---- PROVIDED DATA
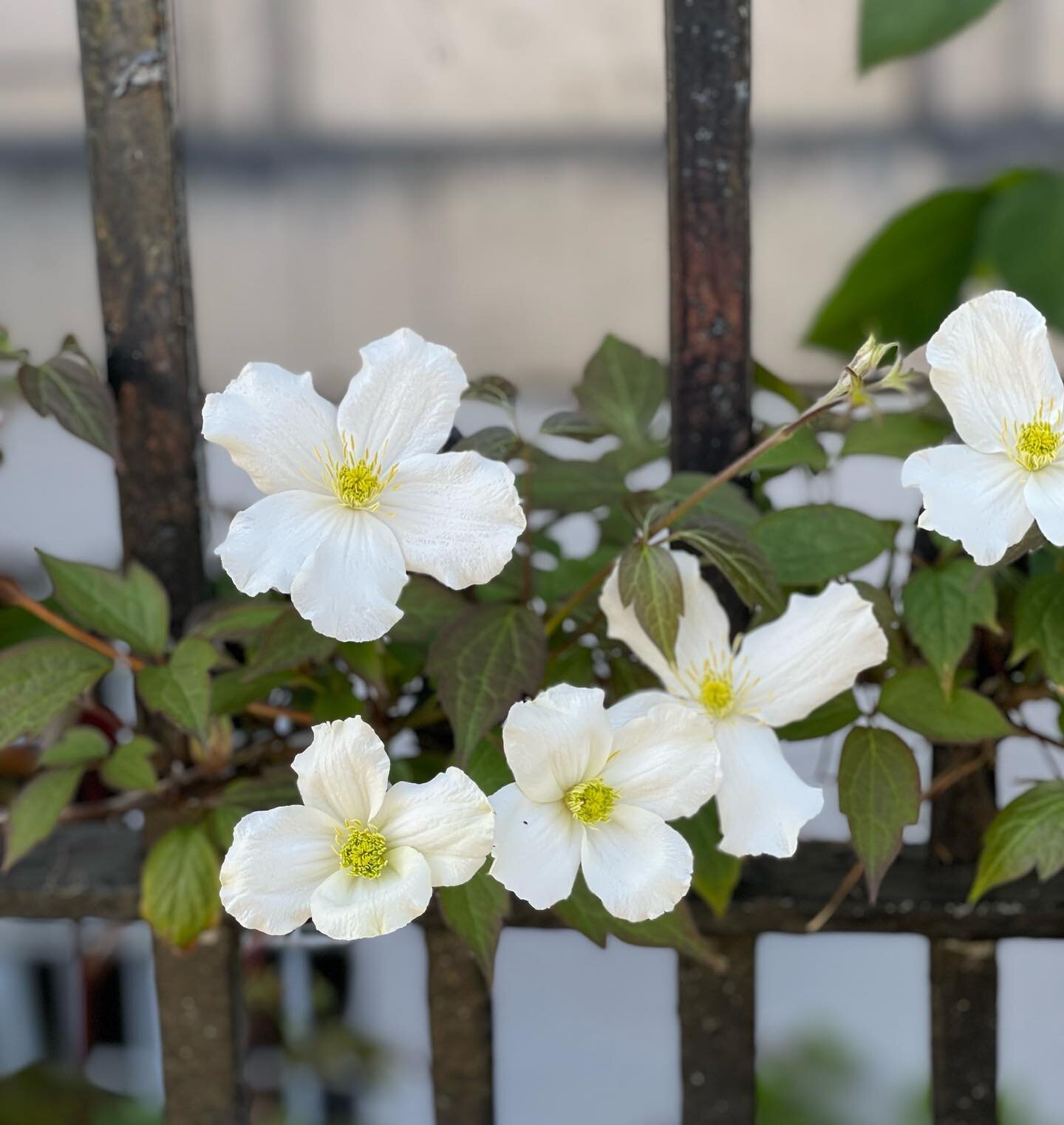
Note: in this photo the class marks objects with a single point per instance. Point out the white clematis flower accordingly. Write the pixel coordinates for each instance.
(779, 673)
(594, 793)
(357, 858)
(360, 495)
(992, 367)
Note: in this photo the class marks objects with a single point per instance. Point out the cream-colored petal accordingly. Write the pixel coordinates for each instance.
(344, 771)
(971, 496)
(271, 422)
(456, 516)
(278, 858)
(810, 654)
(448, 819)
(556, 740)
(536, 849)
(666, 762)
(404, 400)
(348, 907)
(991, 365)
(637, 864)
(350, 587)
(762, 801)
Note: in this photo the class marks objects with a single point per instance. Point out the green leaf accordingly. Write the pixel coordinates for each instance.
(475, 910)
(179, 884)
(497, 442)
(717, 873)
(41, 677)
(893, 434)
(835, 714)
(426, 608)
(133, 606)
(622, 389)
(915, 699)
(941, 606)
(77, 748)
(648, 580)
(808, 546)
(739, 559)
(1027, 834)
(180, 688)
(487, 660)
(1040, 623)
(129, 765)
(879, 794)
(289, 643)
(573, 424)
(1023, 241)
(37, 809)
(68, 389)
(896, 28)
(906, 281)
(801, 448)
(673, 931)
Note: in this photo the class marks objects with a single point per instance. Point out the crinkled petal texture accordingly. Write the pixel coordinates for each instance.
(975, 497)
(344, 772)
(702, 628)
(992, 367)
(762, 801)
(404, 400)
(811, 653)
(456, 516)
(448, 821)
(347, 907)
(278, 860)
(349, 587)
(271, 422)
(637, 864)
(666, 762)
(536, 847)
(1044, 496)
(557, 740)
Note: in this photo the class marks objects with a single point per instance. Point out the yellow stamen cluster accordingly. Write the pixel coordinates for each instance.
--------
■ GIVEN TASK:
Output the lines above as a numbered list, omitting blank lines and leaving out the pictures.

■ WRITTEN REPLY:
1. Note: in this photo the class marks objects with a single point per instance. Point out the white clematis flower accordingly. Write the pixel coordinates for each instance.
2. (779, 673)
3. (594, 793)
4. (357, 858)
5. (360, 495)
6. (992, 367)
7. Note: in this photo the class marks objects with a single point per instance. Point out the cream-colored petal accordingly. Write the pixel coordinates for each instance.
8. (344, 771)
9. (971, 496)
10. (271, 422)
11. (456, 516)
12. (278, 858)
13. (810, 654)
14. (448, 819)
15. (556, 740)
16. (536, 849)
17. (666, 762)
18. (404, 400)
19. (348, 907)
20. (991, 365)
21. (637, 864)
22. (350, 587)
23. (762, 801)
24. Note: in this photo the class marks objects with a single point per instance. Point out the green leaf accordingly. Write the pixel coordinates for each instance.
25. (475, 910)
26. (179, 884)
27. (497, 442)
28. (717, 873)
29. (41, 677)
30. (893, 434)
31. (835, 714)
32. (426, 608)
33. (133, 606)
34. (622, 389)
35. (915, 699)
36. (941, 606)
37. (77, 748)
38. (648, 580)
39. (808, 546)
40. (739, 559)
41. (1027, 834)
42. (180, 688)
43. (487, 660)
44. (1040, 623)
45. (129, 765)
46. (879, 794)
47. (289, 643)
48. (573, 424)
49. (1023, 241)
50. (37, 809)
51. (68, 389)
52. (896, 28)
53. (906, 281)
54. (801, 448)
55. (673, 931)
56. Note: in this photo the class marks objects with a single point per instance. Point out the crinkled petal texture accordingly. Write the pixel coordinates for each instance.
57. (975, 497)
58. (344, 772)
59. (702, 628)
60. (992, 367)
61. (762, 801)
62. (404, 400)
63. (811, 653)
64. (456, 516)
65. (448, 821)
66. (347, 907)
67. (278, 860)
68. (349, 587)
69. (271, 422)
70. (637, 864)
71. (666, 762)
72. (536, 847)
73. (1044, 496)
74. (557, 740)
75. Note: in this photo the class marks objects with a single point per instance. Point out the yellow stamen cluster accordingly. Write the pixel coordinates for each instance.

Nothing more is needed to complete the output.